◆ Work to do:
(A) Set down the passage of the blog post on motorists verbatim, starting at "The issue here" and ending at "properties near Manchester.".
(B) Answer these questions from the blog post on motorists:
(i) For what purpose does Nik say he mainly uses his car?
(ii) How many distinct attitudes to the car did Jillian Anable's 2005 paper identify?
(iii) What feelings do the Die Hard Drivers have toward all other travel modes?
(C) Extend the blog post on motorists past its final sentence, keeping its argument and tone.

◆ Document passage:
What is a Motorist?

Last month I seemed to simultaneously hit a mark and touch a nerve with I don’t pay road tax.  Nik raised some dissent:

I do have a bit of an issue with your post painting all motorists as fat, lazy, inconsiderate, unable to change, destroying the environment, and so on. I do have a car, which I use to travel longer distances, particularly to countryside areas that don’t have train services, or whose train services are so inconvenient that using them is impractical. And I do even, occasionally, drive in London. […] I don’t like the ‘at war with motorists’ tone, which is neither constructive nor reasonable, and risks dogmatically painting all motorists with the same brush, and also ignores the fact that outside of densly populated areas such as London, public transport is often patchy to non-existent, and people often have no choice but to drive.

The issue here is the Nik seems be identifying himself as a Motorist.  He seems to have fallen for the line of the tabloid and Top Gear media: that there are Motorists, and there are a few lonely losers and hippies who are either too poor or too misguided to drive.  In fact, just as there are several different kinds of bike user, Jillian Anable’s 2005 paper, ‘Complacent Car Addicts’ or ‘Aspiring Environmentalists’? Identifying travel behaviour segments using attitude theory (PDF link), identified six distinct attitudes to the car amongst day-trip travelers questioned at two National Trust properties near Manchester.

Motorists — the active advocates and pillars of Motorism — amounted to less than half of the car owners and drivers.  Motorists themselves can in turn be divided into two categories.  The Die Hard Drivers “are fond of cars and car travel, believe in the right to drive cheaply and freely and have negative feelings towards all other travel modes.”  Meanwhile, the Complacent Car Addicts “admit that the use of alternative modes is possible, but do not feel any moral imperative or other incentive to alter their car use.”  That is, there are lazy and selfish Motorists, and then there are actively evil Motorists.  No blog post is ever going to change their minds about using a car.

◆ Extracted data:
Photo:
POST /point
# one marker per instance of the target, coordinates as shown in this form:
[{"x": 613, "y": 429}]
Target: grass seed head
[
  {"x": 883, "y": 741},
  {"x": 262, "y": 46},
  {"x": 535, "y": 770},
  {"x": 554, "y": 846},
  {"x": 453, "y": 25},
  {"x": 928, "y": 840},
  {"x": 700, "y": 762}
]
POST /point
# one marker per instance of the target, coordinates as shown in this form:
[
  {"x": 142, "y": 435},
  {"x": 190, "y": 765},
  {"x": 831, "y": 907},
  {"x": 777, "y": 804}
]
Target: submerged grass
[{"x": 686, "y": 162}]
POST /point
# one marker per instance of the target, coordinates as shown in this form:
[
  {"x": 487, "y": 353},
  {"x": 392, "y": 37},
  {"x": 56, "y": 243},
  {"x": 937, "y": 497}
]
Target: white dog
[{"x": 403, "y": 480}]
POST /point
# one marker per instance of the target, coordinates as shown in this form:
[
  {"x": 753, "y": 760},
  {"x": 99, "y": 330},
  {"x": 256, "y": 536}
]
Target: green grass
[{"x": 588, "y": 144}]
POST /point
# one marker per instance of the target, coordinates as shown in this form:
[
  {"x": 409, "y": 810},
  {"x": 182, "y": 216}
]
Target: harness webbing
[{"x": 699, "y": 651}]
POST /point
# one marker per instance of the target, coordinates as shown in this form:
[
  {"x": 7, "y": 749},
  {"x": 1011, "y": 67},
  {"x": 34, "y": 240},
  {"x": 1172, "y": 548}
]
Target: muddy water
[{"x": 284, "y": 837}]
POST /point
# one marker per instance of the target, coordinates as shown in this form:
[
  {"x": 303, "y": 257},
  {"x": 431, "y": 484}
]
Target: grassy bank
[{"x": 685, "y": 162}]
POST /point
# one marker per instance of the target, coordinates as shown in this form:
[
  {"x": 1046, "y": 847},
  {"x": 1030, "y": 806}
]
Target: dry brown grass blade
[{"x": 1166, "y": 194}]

◆ Answer set:
(A)
The issue here is the Nik seems be identifying himself as a Motorist.  He seems to have fallen for the line of the tabloid and Top Gear media: that there are Motorists, and there are a few lonely losers and hippies who are either too poor or too misguided to drive.  In fact, just as there are several different kinds of bike user, Jillian Anable’s 2005 paper, ‘Complacent Car Addicts’ or ‘Aspiring Environmentalists’? Identifying travel behaviour segments using attitude theory (PDF link), identified six distinct attitudes to the car amongst day-trip travelers questioned at two National Trust properties near Manchester.

(B)
(i) To travel longer distances, particularly to countryside areas without usable train services.
(ii) Six.
(iii) Negative feelings.

(C)
The section that Anable unfortunately chose to call Malcontented Motorists, are in fact not Motorists — not advocates of Motorism — at all.  Drivers in this section ” perceive a high number of constraints to the use of public transport despite feeling increasingly frustrated and unhappy with car travel and believing that they have a moral responsibility to change behaviour.”  They sound very much like the people for whom “public transport is often patchy to non-existent, and have no choice but to drive.”  These people don’t need a blog post to change their minds: they need a bus or bike path that goes where they need to go, or a better planned town that still has local jobs and shops.  (They might appreciate a blog post that helps them achieve that, though.)

The final section of Drivers are the Aspiring Environmentalists, who “have already substantially reduced their car use largely for environmental and health reasons but appreciate the practical advantages of car travel and are thus reluctant to give up ownership entirely.”  I am guessing that Nik is in this category.

Here are the numbers, also including the remaining categories — those who don’t drive out of choice (5) or necessity (6) (remember though: while the 6 categories probably apply throughout the population, albeit with blurred boundaries, the proportions given here are specific to the sort of people who decide to visit National Trust-owned historic buildings and gardens near Manchester on a certain day half a decade ago):

  1. Die Hard Drivers, 19%
  2. Complacent Car Addicts, 26%
  3. Malcontented Motorists, 30%
  4. Aspiring Environmentalists, 18%
  5. Car-less Crusaders, 4%
  6. Reluctant Riders, 3%

Acknowledging the varied attitudes of people who drive, the relative frequencies of those opinions, and the receptivity of those people to change their opinions and behaviours, is important for understanding things like the demand for speed cameras and segregated infrastructure (and the likely scale of opposition to these things), and the best way to pitch transport and town planning campaigns.  More on those issues in later posts.

As for whether declaring a “war on the Motorist” is helpful or constructive: our “about” page explains where the phrase came from, and our tongue-in-cheek adoption of it.  If a reader actually believes the tabloid reports of the “war”, I don’t think there’s much we could ever do to help them. Motorists are not our audience, and were never intended to be.  But we welcome all you other car users as allies, fellow victims of bad planning and policy, intelligent enough to recognise the absurdity of the idea that there has been a “war on the motorist”.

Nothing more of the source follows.